▸ What this task involves
Restate each entry below word for word, without skipping any.

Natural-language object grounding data
►

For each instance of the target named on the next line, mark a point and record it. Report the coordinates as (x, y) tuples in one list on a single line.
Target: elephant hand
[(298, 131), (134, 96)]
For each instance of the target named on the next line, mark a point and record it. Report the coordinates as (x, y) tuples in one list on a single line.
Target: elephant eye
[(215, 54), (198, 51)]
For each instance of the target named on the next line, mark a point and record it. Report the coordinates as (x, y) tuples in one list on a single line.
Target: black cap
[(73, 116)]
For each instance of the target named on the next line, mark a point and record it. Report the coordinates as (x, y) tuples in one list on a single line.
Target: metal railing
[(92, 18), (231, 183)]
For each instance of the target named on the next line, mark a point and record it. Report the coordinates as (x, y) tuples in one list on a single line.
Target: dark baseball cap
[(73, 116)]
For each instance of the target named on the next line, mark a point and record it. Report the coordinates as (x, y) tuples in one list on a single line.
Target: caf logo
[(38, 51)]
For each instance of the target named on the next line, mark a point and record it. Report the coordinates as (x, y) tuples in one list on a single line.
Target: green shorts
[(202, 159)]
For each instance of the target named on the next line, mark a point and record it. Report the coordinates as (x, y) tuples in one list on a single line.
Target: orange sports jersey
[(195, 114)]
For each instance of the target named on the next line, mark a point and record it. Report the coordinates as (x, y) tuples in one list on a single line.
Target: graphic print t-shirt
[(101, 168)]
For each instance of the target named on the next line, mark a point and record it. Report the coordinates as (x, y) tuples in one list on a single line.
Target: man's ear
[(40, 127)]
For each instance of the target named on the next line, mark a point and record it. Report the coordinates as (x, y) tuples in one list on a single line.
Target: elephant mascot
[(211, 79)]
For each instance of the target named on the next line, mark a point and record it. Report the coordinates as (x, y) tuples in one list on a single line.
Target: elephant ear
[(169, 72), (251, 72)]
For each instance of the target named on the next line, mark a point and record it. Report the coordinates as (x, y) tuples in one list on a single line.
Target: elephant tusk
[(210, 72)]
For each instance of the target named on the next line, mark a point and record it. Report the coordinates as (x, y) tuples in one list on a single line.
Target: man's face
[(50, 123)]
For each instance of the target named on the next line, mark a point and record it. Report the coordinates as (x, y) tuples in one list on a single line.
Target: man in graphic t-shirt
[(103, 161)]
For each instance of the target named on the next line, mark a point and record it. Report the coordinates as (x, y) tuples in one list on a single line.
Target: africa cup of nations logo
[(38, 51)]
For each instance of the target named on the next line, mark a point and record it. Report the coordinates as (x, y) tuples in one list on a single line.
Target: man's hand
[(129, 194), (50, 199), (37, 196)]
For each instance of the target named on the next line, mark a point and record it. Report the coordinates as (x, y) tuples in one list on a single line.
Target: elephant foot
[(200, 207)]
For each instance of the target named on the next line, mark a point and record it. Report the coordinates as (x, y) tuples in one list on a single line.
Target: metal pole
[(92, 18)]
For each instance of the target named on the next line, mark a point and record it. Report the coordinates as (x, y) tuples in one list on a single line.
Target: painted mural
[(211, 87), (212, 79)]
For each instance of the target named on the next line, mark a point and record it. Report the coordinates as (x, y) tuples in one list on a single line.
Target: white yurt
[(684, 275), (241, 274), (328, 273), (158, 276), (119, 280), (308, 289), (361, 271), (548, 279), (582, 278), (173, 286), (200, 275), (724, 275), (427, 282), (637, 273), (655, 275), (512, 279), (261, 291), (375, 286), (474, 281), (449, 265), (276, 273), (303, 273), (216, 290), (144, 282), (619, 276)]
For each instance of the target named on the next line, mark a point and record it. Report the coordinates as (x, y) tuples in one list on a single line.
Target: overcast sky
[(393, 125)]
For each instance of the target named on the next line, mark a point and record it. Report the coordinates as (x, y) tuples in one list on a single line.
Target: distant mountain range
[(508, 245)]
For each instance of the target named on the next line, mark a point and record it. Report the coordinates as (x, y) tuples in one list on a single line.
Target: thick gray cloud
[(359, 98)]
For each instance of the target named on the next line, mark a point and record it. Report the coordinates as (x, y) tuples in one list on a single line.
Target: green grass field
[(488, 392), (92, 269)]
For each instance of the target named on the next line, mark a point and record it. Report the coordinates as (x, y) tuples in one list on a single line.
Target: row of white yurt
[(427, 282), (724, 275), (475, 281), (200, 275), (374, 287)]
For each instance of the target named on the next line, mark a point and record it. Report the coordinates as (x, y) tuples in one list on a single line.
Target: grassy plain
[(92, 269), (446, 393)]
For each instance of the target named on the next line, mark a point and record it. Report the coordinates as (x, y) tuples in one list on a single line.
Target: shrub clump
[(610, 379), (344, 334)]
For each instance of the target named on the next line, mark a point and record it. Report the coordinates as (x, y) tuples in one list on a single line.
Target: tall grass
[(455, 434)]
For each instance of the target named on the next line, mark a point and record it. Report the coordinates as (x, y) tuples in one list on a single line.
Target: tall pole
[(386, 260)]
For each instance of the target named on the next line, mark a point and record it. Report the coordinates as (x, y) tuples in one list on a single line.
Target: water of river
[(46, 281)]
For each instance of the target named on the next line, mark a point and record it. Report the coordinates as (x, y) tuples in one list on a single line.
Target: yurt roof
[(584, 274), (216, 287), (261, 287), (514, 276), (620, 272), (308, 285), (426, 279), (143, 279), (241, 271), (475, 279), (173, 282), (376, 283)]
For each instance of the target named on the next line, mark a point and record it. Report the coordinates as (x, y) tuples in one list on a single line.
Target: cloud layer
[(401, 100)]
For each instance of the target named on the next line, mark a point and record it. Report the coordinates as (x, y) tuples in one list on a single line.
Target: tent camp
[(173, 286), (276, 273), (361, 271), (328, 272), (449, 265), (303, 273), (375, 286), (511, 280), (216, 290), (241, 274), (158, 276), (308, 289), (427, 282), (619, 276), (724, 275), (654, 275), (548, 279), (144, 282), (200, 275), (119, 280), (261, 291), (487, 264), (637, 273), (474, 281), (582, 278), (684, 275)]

◄

▸ Result of the exercise
For each instance of the target named on the next line, mark a point and record it. Report the coordinates as (x, y) tuples in one list on a single line.
Target: elephant hand
[(298, 131), (134, 96)]
For each instance of the target named on the next line, mark a point and record it. Report the coordinates as (x, y) tuples in one list on a single line.
Target: elephant eye
[(215, 54), (198, 51)]
For each instance of the target named on the next line, mark a point and record it. Report the coordinates as (x, y) tuples in one list on a single line.
Target: black cap
[(73, 116)]
For each instance of the target named on the next line, mark a point and record it. Report the coordinates as (x, y) tuples in one list on a single line.
Target: metal railing
[(92, 18), (231, 183)]
For each instance of the target named on the next line, mark a point and record it. Report the coordinates as (x, y) tuples in one list on a single line.
Target: dark baseball cap
[(73, 116)]
For each instance of the target named on the next line, mark a point and record it. Report the coordinates as (x, y) tuples in one list on a single line.
Target: caf logo
[(38, 51)]
For each instance of the target named on the next line, mark a point and record it. Report the coordinates as (x, y) tuples in one list on a single line.
Target: green shorts
[(202, 159)]
For each instance of the target named on the next line, mark a point and record it. Report the coordinates as (x, y) tuples in one list on a single line.
Target: orange sports jersey
[(195, 114)]
For each instance of the target named on the next line, mark a point and record it. Report the coordinates as (x, y) tuples in one list on a single line.
Target: graphic print t-shirt
[(101, 168)]
For each instance of the target named on the next line, mark a point and record it. Report the coordinates as (x, y) tuples in one list on a single line.
Target: man's ear
[(40, 127)]
For each instance of the target named on the next line, mark a point and record it. Report the coordinates as (x, y) tuples in one list on a single line.
Target: elephant mascot
[(211, 79)]
For each instance of the target named on the next line, mark a point and record it. Report the coordinates as (x, y) tuples in one list on a single line.
Target: elephant ear
[(169, 72), (251, 72)]
For each instance of the target named on the next line, mark a point and record it. Report the coordinates as (x, y) tuples in one list on a single line.
Target: elephant tusk
[(210, 72)]
For each instance of the target named on the next line, mark a point and record it. Report the coordinates as (x, y) tuples in one list on a single line.
Target: man's face
[(50, 123)]
For each instance of the target named on the next line, mark a point and record it. Report the coordinates as (x, y) tuples in one list on a single line.
Target: man in graphic t-shirt
[(103, 161)]
For each instance of the target named on the next line, mark a point and record it. Report the coordinates as (x, y) tuples in one list on a single line.
Target: africa cup of nations logo
[(38, 51)]
For each instance of the target named on the next line, mark a point and record it. Report the coordinates as (x, y) tuples in one list on a single line.
Target: man's hand
[(129, 194), (50, 199), (37, 196)]
For each instance of the target named on the next line, mark a point and record it. Report the coordinates as (x, y) tuples in one list on a single line.
Target: elephant foot
[(200, 207)]
For each instance of the target named on the next line, mark a point and record it. Report the coordinates as (x, y) tuples in one list on a single line.
Target: metal pole
[(92, 18)]
For each instance of the target named on the next line, mark a point and record it. Report the coordinates as (x, y) tuples in one list on a single line.
Target: painted mural
[(211, 87), (212, 79)]
For each instance of the target named on the next line, mark a point and record it. Report the coordinates as (x, y) tuples in one list on a single line.
Target: white yurt
[(684, 275), (241, 274), (328, 273), (158, 276), (119, 280), (308, 289), (361, 271), (548, 279), (582, 278), (173, 286), (200, 275), (724, 275), (427, 282), (637, 273), (655, 275), (512, 279), (261, 291), (375, 286), (474, 281), (449, 265), (276, 273), (303, 273), (216, 290), (144, 282), (619, 276)]
For each instance of the target named on the next line, mark a point and record it. Report the coordinates as (x, y) tuples in one list on a single line.
Target: overcast sky
[(393, 125)]
For each instance of the target named on the next line, mark a point and record it. Report the coordinates as (x, y) tuples in one list on a single line.
Target: distant mountain range
[(508, 245)]
For each instance of the target named on the next line, mark a point and record it. Report the coordinates as (x, y) tuples in one list on a single line.
Target: thick gray cloud
[(359, 98)]
For each instance of the target named on the next line, mark a point and record it. Report the coordinates as (x, y) tuples in one list on a single line.
Target: green grass field
[(488, 392), (92, 269)]
For each instance of the target named on the next line, mark a point and record it. Report the coordinates as (x, y) tuples in one list on a single line.
Target: row of white yurt
[(427, 282), (724, 275), (475, 281), (200, 275), (374, 287)]
For each instance of the target named on the next line, mark a point and record it. Report the coordinates as (x, y) tuples in one list on a single line.
Target: grassy plain
[(92, 269), (446, 393)]
For each instance of the target named on the next line, mark a point and record it. Report the coordinates as (x, y) tuples in one list on a single line.
Target: shrub clump
[(610, 379), (344, 334)]
For each instance of the target named on the next line, mark a point and record it. Report the coordinates as (x, y) tuples in one list on a single line.
Target: tall grass
[(455, 434)]
For each instance of the target named on the next line, mark a point and record it. Report the coordinates as (x, y) tuples in one list on a single line.
Target: tall pole
[(386, 260)]
For each instance of the target named on the next line, mark a point and record it. Report the coordinates as (x, y) tuples in one list on a single line.
Target: water of river
[(46, 281)]
For each instance of the target named on the next line, mark a point and record it. Report the coordinates as (x, y) tuples in one list on a single line.
Target: yurt roof
[(584, 274), (216, 287), (261, 287), (514, 276), (620, 272), (308, 285), (426, 279), (143, 279), (241, 271), (475, 279), (173, 282), (376, 283)]
For each instance of the target named on the next line, mark a point and record it. Report the coordinates as (x, y) tuples in one list on a single line.
Target: cloud layer
[(401, 100)]
For each instance of the target named on the next line, mark a point and record it. Report the coordinates as (x, y) tuples in one list on a single line.
Target: tent camp
[(173, 286), (276, 273), (361, 271), (328, 272), (449, 265), (303, 273), (375, 286), (511, 280), (216, 290), (241, 274), (158, 276), (308, 289), (427, 282), (619, 276), (724, 275), (654, 275), (548, 279), (144, 282), (200, 275), (119, 280), (261, 291), (487, 264), (637, 273), (474, 281), (582, 278), (684, 275)]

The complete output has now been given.